◆ Short task
Identify each line in the records below that contains the word "green" and copy it. Letter case counts.

[Dataset excerpt]
────────────────────────────────────────

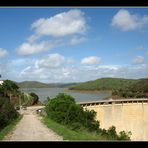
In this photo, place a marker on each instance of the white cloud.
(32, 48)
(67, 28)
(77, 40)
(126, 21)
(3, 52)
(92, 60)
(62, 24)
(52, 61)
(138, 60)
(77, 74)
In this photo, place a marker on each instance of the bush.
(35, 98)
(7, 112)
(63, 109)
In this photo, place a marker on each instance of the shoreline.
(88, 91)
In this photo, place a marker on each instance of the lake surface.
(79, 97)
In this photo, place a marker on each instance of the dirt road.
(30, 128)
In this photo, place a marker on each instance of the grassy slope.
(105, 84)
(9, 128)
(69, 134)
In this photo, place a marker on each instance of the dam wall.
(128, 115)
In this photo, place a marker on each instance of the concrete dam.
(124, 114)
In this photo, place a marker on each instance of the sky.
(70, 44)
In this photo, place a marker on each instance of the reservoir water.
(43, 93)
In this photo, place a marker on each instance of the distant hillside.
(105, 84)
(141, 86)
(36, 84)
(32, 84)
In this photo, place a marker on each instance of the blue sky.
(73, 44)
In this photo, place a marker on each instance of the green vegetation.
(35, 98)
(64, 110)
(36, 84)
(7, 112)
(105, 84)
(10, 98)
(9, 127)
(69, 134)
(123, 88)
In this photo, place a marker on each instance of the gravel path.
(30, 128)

────────────────────────────────────────

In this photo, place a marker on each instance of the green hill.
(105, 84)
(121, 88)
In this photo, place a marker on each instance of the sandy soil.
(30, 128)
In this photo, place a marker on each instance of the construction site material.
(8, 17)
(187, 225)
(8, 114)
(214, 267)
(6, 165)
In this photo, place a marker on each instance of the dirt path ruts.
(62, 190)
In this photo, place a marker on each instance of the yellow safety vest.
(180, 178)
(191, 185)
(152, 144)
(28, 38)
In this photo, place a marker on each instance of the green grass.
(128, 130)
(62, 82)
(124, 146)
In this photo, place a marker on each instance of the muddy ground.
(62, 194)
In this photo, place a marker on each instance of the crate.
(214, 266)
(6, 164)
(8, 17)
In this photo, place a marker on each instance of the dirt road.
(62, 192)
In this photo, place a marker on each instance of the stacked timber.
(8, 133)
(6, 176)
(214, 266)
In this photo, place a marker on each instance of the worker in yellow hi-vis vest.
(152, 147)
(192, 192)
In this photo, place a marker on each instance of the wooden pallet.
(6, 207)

────────────────────────────────────────

◆ Exercise output
In this photo, place a marker on each instance of the green vegetation.
In this photo, place a marker on each instance of the green hill.
In this photo, place a marker on each instance of the green grass.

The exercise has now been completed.